Data listing:
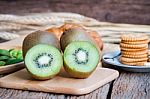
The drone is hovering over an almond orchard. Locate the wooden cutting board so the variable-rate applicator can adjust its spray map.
[0,67,119,95]
[0,30,119,95]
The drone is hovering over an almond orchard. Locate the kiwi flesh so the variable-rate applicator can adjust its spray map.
[60,28,100,78]
[23,31,63,80]
[25,44,63,80]
[22,31,61,57]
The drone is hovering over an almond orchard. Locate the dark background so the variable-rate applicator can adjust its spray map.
[0,0,150,24]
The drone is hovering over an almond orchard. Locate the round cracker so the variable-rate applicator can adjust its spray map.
[121,61,147,66]
[121,40,149,44]
[121,33,148,41]
[120,57,148,63]
[121,50,148,55]
[121,54,148,58]
[120,46,148,52]
[120,42,148,49]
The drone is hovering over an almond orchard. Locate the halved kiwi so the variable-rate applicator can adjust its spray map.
[60,28,100,78]
[22,31,60,57]
[25,44,63,80]
[23,31,63,80]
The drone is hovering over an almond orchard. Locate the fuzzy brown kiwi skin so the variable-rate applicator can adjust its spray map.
[22,31,61,58]
[60,28,100,52]
[64,62,97,79]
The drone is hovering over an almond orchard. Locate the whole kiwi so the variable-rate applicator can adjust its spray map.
[22,30,61,57]
[60,28,100,51]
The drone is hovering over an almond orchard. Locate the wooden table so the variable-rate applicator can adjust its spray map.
[0,44,150,99]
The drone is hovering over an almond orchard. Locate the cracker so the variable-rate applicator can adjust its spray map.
[121,61,146,66]
[121,33,148,41]
[120,46,148,52]
[120,42,148,49]
[120,57,148,63]
[121,40,149,44]
[121,54,148,59]
[121,50,148,55]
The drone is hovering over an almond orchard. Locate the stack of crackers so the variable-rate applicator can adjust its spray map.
[120,33,149,66]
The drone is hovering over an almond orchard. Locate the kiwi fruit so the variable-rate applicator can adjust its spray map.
[22,31,61,57]
[60,28,100,78]
[25,44,63,80]
[23,31,63,80]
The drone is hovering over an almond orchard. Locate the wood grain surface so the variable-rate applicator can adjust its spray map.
[111,72,150,99]
[0,0,150,24]
[0,65,119,95]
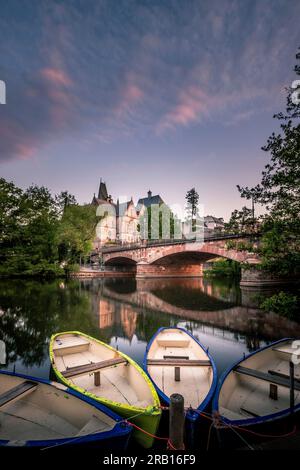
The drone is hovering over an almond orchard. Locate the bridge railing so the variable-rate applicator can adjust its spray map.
[99,233,260,253]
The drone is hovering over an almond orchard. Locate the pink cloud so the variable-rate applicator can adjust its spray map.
[41,67,72,86]
[158,86,213,132]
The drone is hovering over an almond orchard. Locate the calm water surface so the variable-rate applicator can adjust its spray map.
[0,279,300,378]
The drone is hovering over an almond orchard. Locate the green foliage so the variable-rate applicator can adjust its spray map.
[259,220,300,276]
[260,291,300,318]
[224,206,257,233]
[185,188,199,232]
[0,178,62,277]
[56,205,99,264]
[204,259,241,277]
[0,178,99,277]
[238,49,300,275]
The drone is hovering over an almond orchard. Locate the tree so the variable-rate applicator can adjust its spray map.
[238,46,300,274]
[225,206,255,233]
[185,188,199,232]
[0,179,60,276]
[55,191,77,213]
[56,204,99,264]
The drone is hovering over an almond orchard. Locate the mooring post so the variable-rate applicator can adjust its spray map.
[290,361,295,413]
[94,370,101,387]
[169,393,185,450]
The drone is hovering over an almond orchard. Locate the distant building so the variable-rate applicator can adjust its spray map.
[136,189,164,214]
[204,215,224,232]
[92,180,139,249]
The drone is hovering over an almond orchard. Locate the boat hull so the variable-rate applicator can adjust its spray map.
[50,332,161,448]
[0,371,132,451]
[143,328,217,448]
[212,338,300,447]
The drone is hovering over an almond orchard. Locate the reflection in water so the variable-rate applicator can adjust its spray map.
[0,279,300,377]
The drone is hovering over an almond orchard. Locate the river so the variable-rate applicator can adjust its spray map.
[0,278,300,378]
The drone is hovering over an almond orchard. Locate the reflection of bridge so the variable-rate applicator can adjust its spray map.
[101,234,259,284]
[102,279,300,340]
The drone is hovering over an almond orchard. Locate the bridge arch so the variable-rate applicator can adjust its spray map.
[103,254,137,266]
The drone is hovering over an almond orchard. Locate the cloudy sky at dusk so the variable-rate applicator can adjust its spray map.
[0,0,300,217]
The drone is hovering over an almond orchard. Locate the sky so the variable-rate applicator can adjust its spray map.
[0,0,300,219]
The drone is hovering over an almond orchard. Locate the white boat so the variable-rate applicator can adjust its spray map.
[144,328,217,419]
[213,339,300,426]
[0,371,132,450]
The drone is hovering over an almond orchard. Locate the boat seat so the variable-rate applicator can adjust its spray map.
[234,366,300,391]
[53,338,90,356]
[0,380,38,407]
[61,357,127,378]
[268,369,300,382]
[148,358,211,366]
[156,338,190,348]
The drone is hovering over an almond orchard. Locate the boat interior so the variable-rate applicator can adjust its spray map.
[0,374,115,445]
[53,334,154,408]
[147,328,213,408]
[219,341,300,421]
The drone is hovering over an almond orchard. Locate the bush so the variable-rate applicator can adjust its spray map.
[204,259,241,277]
[64,264,80,277]
[260,291,299,318]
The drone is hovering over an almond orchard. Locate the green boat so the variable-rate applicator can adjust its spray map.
[50,331,161,448]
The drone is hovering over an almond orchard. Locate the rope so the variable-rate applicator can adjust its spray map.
[126,420,177,450]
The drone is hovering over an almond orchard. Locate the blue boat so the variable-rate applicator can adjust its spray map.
[212,338,300,446]
[143,327,217,447]
[0,371,132,451]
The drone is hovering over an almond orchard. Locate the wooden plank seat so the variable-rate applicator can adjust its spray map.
[0,380,38,407]
[62,357,127,378]
[234,366,300,391]
[148,358,211,367]
[272,346,297,355]
[268,369,300,382]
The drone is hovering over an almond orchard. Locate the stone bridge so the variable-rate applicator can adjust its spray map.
[101,234,259,279]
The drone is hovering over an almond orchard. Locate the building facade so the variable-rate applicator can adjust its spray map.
[92,180,139,250]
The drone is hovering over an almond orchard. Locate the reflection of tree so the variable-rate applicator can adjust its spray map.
[0,280,97,366]
[104,278,136,294]
[152,284,235,311]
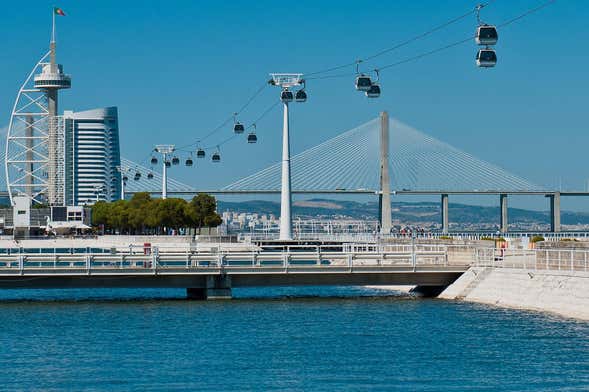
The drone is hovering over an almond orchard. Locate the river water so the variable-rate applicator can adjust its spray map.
[0,288,589,391]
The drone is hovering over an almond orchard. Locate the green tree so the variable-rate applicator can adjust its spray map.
[189,193,222,234]
[128,192,153,233]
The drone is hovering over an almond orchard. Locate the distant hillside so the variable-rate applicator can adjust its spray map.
[219,199,589,226]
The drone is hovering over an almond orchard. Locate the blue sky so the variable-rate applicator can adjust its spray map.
[0,0,589,208]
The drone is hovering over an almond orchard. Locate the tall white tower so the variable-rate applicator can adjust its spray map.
[5,10,71,205]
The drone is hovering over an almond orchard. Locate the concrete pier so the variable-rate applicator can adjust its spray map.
[499,193,509,233]
[378,112,393,234]
[548,192,560,233]
[441,193,449,234]
[186,275,231,300]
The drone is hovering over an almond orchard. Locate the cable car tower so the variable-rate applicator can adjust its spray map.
[4,9,71,205]
[269,74,307,240]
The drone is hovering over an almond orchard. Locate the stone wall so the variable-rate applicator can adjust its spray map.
[439,267,589,320]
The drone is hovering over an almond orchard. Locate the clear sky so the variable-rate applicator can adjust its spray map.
[0,0,589,208]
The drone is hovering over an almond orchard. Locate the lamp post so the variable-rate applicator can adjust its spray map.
[116,166,127,200]
[153,144,176,199]
[270,73,307,240]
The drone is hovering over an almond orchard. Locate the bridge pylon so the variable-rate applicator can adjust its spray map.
[378,111,393,234]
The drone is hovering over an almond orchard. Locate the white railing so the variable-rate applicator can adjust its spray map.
[0,245,466,275]
[474,249,589,272]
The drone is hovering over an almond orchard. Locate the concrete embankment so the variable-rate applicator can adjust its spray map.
[439,267,589,320]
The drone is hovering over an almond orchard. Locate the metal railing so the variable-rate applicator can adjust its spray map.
[0,245,460,275]
[474,248,589,272]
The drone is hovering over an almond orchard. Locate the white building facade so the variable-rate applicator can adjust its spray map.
[63,107,121,206]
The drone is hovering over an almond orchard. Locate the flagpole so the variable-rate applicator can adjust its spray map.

Problem description: How many lines in the rows above include the word "water"? Reply with only the number.

Result: 3